» EXERCISE A:
Can you change "head wrap" to "headscarf" in the part of the listing that opens with the line containing "Q: Report x and y for each instance of the beige" and runs through the end of the listing, leaving everything else the same and returning only that part?

Flawed because Twig is not context aware (in this case, an unquoted HTML attribute), e.g. $url = '/ onerror=alert(1)'

$sql = 'SELECT 1 FROM user WHERE id=' . $mysqli->escape_string($id);

Flawed because the value has not been quoted, e.g. $id = 'id', or '1 OR 1=1'

$sql = 'SELECT 1 FROM user WHERE id="' . $mysqli->escape_string($id) . '"';

Flawed if 'sql_mode' includes NO_BACKSLASH_ESCAPES, e.g. $id = '2“ or “1”=“1'

$sql = 'INSERT INTO user (name) VALUES ("' . $mysqli->escape_string($name) . '")';

Flawed if 'SET NAMES latin1' has been used, and escape_string() uses 'utf8'.

$parameters = "-f$email";
 
// $parameters = '-f' . escapeshellarg($email);
 
mail('a@example.com', 'Subject', 'Message', NULL, $parameters);

Flawed because it's not possible to safely escape values in $additional_parameters for mail(), e.g. $email = 'b@example.com -X/www/example.php'

Previous Solutions

Taint extension by Xinchen Hui, but this approach explicitly allows escaping, which doesn't address the issues listed above.

[Items taken from a dataset]
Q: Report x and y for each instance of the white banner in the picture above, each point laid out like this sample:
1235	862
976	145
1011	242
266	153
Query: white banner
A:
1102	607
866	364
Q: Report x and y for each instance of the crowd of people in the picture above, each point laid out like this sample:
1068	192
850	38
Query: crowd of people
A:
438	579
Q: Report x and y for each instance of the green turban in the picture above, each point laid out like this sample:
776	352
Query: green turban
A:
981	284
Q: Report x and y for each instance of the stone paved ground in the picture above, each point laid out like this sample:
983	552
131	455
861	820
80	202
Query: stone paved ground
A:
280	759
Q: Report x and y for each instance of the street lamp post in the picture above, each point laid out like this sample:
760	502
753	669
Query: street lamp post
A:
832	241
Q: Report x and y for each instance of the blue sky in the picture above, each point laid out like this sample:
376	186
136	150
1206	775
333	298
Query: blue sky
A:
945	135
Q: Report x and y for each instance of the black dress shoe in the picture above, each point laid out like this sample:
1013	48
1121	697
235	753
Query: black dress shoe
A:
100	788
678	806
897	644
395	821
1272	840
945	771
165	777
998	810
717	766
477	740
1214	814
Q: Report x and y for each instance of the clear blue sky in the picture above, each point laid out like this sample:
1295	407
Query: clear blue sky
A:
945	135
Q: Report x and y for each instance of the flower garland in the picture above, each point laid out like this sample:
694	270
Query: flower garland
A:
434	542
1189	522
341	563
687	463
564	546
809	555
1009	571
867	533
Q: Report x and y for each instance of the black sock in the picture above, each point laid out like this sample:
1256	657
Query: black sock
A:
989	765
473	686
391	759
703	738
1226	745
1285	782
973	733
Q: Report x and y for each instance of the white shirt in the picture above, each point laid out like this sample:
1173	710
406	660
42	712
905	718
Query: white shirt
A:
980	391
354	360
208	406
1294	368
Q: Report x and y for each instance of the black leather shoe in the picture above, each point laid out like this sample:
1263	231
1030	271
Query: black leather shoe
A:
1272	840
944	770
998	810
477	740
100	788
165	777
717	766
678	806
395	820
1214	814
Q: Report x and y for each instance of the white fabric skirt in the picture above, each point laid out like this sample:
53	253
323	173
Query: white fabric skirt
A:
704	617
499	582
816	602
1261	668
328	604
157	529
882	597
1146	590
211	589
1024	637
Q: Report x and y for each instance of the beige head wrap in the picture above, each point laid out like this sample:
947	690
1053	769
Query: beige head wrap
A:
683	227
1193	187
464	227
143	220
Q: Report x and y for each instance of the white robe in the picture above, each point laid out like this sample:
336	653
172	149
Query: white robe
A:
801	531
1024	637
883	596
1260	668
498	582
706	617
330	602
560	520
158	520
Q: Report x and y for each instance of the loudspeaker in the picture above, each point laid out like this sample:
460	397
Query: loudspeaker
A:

» EXERCISE B:
Could you go on with the text about flawed escaping in PHP, picking up right after its last sentence?

» EXPECTED OUTPUT A:
Q: Report x and y for each instance of the beige headscarf in the picture above, each point laid out like this sample:
947	690
1053	769
Query: beige headscarf
A:
683	227
1193	187
464	227
143	220
Q: Report x and y for each instance of the white robe in the picture above, each point laid out like this sample:
336	653
172	149
Query: white robe
A:
801	531
1024	637
883	596
1260	668
498	582
706	617
330	602
560	520
158	520
Q: Report x and y for each instance of the loudspeaker in the picture above, each point laid out like this sample:
460	397
Query: loudspeaker
A:

» EXPECTED OUTPUT B:
Automatic SQL Injection Protection by Matt Tait, where it was noted:

  • “unfiltered input can affect way more than only SQL” (Pierre Joye);
  • this amount of work isn't ideal for “just for one use case” (Julien Pauli);
  • It would have effected every SQL function, such as mysqli_query(), $pdo->query(), odbc_exec(), etc (concerns raised by Lester Caine and Anthony Ferrara);
  • Each of those functions would need a bypass for cases where unsafe SQL was intentionally being used (e.g. phpMyAdmin taking SQL from POST data) because some applications intentionally “pass raw, user submitted, SQL” (Ronald Chmara 1/2).

I also agree that “SQL injection is almost a solved problem [by using] prepared statements” (Scott Arciszewski), but we still need something to identify mistakes.

As discussed by Christoph Kern (Google) in 2015, this approach works.

The Go language can do this by checking for “compile time constants”, which isn't as good as a run time solution (e.g. the WHERE IN issue), but it does work.

Google currently avoids most issues by using go-safe-html and safesql.

This RFC is taking some ideas from TC39, where a similar idea is being discussed for JavaScript, to support the introduction of Trusted Types.

https://github.com/tc39/proposal-array-is-template-object
https://github.com/mikewest/tc39-proposal-literals

They are looking at “Distinguishing strings from a trusted developer, from strings that may be attacker controlled”.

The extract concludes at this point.